#### Task statement
Your answer should consist of the complete listing, repeated verbatim.

#### Data section
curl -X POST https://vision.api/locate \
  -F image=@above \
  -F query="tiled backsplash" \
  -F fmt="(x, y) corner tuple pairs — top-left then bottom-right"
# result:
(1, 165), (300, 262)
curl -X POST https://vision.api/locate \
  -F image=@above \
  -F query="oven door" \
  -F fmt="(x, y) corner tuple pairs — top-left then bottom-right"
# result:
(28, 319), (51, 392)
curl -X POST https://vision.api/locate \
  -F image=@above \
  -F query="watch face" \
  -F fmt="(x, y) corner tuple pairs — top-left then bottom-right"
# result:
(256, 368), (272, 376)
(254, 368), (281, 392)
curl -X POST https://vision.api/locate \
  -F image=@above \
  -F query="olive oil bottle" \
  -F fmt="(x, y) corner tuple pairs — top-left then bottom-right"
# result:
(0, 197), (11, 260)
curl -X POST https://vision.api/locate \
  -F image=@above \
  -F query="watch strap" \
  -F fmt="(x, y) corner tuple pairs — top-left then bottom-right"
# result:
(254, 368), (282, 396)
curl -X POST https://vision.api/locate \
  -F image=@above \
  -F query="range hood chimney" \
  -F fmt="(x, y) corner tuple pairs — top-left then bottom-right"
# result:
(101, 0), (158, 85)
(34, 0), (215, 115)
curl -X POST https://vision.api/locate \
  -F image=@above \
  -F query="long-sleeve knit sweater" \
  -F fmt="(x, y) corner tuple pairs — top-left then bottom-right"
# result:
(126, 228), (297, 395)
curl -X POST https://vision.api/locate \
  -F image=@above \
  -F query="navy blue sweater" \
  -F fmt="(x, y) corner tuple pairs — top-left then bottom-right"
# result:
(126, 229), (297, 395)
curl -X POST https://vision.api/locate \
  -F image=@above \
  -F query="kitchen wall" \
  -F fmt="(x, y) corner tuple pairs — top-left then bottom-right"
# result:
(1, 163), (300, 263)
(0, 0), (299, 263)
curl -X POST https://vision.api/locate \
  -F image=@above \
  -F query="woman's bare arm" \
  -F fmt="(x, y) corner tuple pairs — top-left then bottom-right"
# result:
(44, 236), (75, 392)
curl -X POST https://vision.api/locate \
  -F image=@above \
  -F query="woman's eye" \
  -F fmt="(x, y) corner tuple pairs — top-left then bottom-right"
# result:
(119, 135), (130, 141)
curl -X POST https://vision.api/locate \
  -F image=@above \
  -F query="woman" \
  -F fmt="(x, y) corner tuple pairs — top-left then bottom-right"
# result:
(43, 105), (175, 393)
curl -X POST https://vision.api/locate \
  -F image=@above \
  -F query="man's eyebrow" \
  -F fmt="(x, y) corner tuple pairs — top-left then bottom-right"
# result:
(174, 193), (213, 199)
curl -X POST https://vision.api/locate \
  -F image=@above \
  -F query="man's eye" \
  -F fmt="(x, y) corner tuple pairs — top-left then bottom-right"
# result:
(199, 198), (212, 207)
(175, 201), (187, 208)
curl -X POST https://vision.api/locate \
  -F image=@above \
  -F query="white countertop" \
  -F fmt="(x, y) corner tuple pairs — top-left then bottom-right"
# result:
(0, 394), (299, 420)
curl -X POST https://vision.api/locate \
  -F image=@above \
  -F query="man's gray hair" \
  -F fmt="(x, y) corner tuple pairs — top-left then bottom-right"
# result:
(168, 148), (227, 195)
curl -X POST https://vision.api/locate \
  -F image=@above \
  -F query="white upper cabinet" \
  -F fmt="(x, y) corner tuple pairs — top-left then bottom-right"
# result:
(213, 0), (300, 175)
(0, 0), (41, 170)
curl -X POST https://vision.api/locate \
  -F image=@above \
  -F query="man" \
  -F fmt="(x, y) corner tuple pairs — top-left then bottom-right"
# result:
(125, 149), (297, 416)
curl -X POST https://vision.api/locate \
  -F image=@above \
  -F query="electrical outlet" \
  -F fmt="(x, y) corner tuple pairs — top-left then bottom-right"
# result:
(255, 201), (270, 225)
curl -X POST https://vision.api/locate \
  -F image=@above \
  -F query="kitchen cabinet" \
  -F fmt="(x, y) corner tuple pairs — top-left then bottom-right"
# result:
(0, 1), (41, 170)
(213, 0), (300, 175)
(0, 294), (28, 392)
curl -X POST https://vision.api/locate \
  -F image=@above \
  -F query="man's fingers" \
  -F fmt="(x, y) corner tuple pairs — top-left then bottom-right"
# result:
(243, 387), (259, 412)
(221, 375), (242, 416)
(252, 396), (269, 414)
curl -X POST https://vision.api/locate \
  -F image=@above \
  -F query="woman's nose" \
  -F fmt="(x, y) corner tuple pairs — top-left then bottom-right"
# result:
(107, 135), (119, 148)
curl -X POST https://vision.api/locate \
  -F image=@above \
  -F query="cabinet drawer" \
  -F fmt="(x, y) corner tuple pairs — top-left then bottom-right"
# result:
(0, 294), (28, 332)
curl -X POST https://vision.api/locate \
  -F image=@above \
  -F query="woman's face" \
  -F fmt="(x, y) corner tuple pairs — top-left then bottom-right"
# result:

#### Answer area
curl -X POST https://vision.api/locate \
  -F image=@above \
  -F query="tiled backsplash" \
  -F fmt="(x, y) corner tuple pairs — top-left then bottom-right"
# result:
(1, 165), (300, 262)
curl -X POST https://vision.api/locate \
  -F image=@above \
  -F query="oven door" \
  -F fmt="(x, y) corner tuple pairs — top-left then bottom-right"
# result:
(28, 319), (51, 392)
curl -X POST https://vision.api/locate \
  -F image=@above \
  -F query="watch face" \
  -F fmt="(x, y) corner tuple pairs — top-left then bottom-right"
# result:
(256, 368), (272, 376)
(254, 368), (281, 392)
curl -X POST https://vision.api/locate \
  -F image=@above \
  -F query="olive oil bottle" \
  -F fmt="(x, y) corner tuple pairs — top-left then bottom-right"
# result:
(0, 197), (11, 260)
curl -X POST https://vision.api/locate \
  -F image=@above \
  -F query="watch strap" \
  -F fmt="(x, y) corner tuple pairs — top-left then bottom-right"
# result:
(254, 368), (282, 396)
curl -X POST https://vision.api/locate \
  -F image=@above \
  -F query="range hood chimney" \
  -F fmt="(x, y) corner tuple pairs — top-left then bottom-right"
# result:
(101, 0), (158, 85)
(34, 0), (215, 115)
curl -X POST https://vision.api/locate \
  -F image=@above \
  -F query="long-sleeve knit sweater" \
  -F fmt="(x, y) corner tuple pairs — top-left then bottom-right"
# result:
(126, 228), (297, 395)
curl -X POST https://vision.api/locate \
  -F image=@above \
  -F query="navy blue sweater" \
  -F fmt="(x, y) corner tuple pairs — top-left then bottom-right"
# result:
(126, 229), (297, 395)
curl -X POST https://vision.api/locate \
  -F image=@above \
  -F query="kitchen wall" \
  -F fmt="(x, y) corner tuple pairs — top-left then bottom-right"
# result:
(1, 163), (300, 263)
(0, 0), (299, 263)
curl -X POST https://vision.api/locate \
  -F image=@above \
  -F query="woman's bare arm" \
  -F fmt="(x, y) corner tuple pairs — top-left then bottom-right"
# result:
(44, 236), (75, 392)
curl -X POST https://vision.api/locate \
  -F image=@above \
  -F query="woman's eye" \
  -F fmt="(x, y) corner tuple pairs — top-left then bottom-right"
# result:
(119, 135), (130, 141)
curl -X POST https://vision.api/locate \
  -F image=@above \
  -F query="woman" \
  -F fmt="(x, y) corner tuple pairs — top-left then bottom-right"
# result:
(43, 105), (175, 393)
curl -X POST https://vision.api/locate \
  -F image=@above \
  -F query="man's eyebrow" \
  -F fmt="(x, y) corner tuple pairs — top-left then bottom-right"
# result:
(174, 193), (213, 199)
curl -X POST https://vision.api/locate \
  -F image=@above \
  -F query="man's eye" \
  -F fmt="(x, y) corner tuple pairs — top-left then bottom-right"
# result:
(199, 198), (212, 207)
(175, 201), (187, 208)
curl -X POST https://vision.api/locate \
  -F image=@above \
  -F query="white countertop" \
  -F fmt="(x, y) corner tuple pairs — top-left then bottom-right"
# result:
(0, 394), (299, 420)
curl -X POST https://vision.api/locate \
  -F image=@above \
  -F query="man's gray hair" \
  -F fmt="(x, y) corner tuple pairs — top-left then bottom-right"
# result:
(168, 148), (227, 195)
curl -X POST https://vision.api/locate \
  -F image=@above \
  -F query="white upper cabinet" \
  -F fmt="(x, y) corner tuple pairs — top-left then bottom-right"
# result:
(213, 0), (300, 175)
(0, 0), (41, 170)
curl -X POST https://vision.api/locate \
  -F image=@above \
  -F query="man" \
  -F fmt="(x, y) corner tuple pairs — top-left then bottom-right"
# result:
(125, 149), (297, 416)
curl -X POST https://vision.api/locate \
  -F image=@above \
  -F query="electrical outlet" \
  -F fmt="(x, y) corner tuple pairs — top-left then bottom-right"
# result:
(255, 201), (270, 225)
curl -X POST https://vision.api/locate \
  -F image=@above \
  -F query="kitchen cabinet" \
  -F fmt="(x, y) corner tuple pairs — top-left then bottom-right"
# result:
(0, 1), (41, 170)
(213, 0), (300, 175)
(0, 294), (28, 392)
curl -X POST https://vision.api/locate \
  -F image=@above \
  -F query="man's fingers" \
  -F fmt="(x, y) corner tuple pairs — top-left then bottom-right"
# result:
(243, 387), (259, 412)
(221, 375), (242, 416)
(252, 396), (269, 414)
curl -X POST https://vision.api/locate \
  -F image=@above \
  -F query="woman's nose" \
  -F fmt="(x, y) corner tuple pairs — top-left then bottom-right"
# result:
(107, 135), (119, 148)
curl -X POST https://vision.api/locate \
  -F image=@above \
  -F query="cabinet drawer" \
  -F fmt="(x, y) corner tuple pairs — top-left then bottom-right"
# result:
(0, 294), (28, 332)
curl -X POST https://vision.api/locate \
  -F image=@above \
  -F query="woman's face" \
  -F fmt="(x, y) corner tuple pairs — top-left then bottom-right"
# result:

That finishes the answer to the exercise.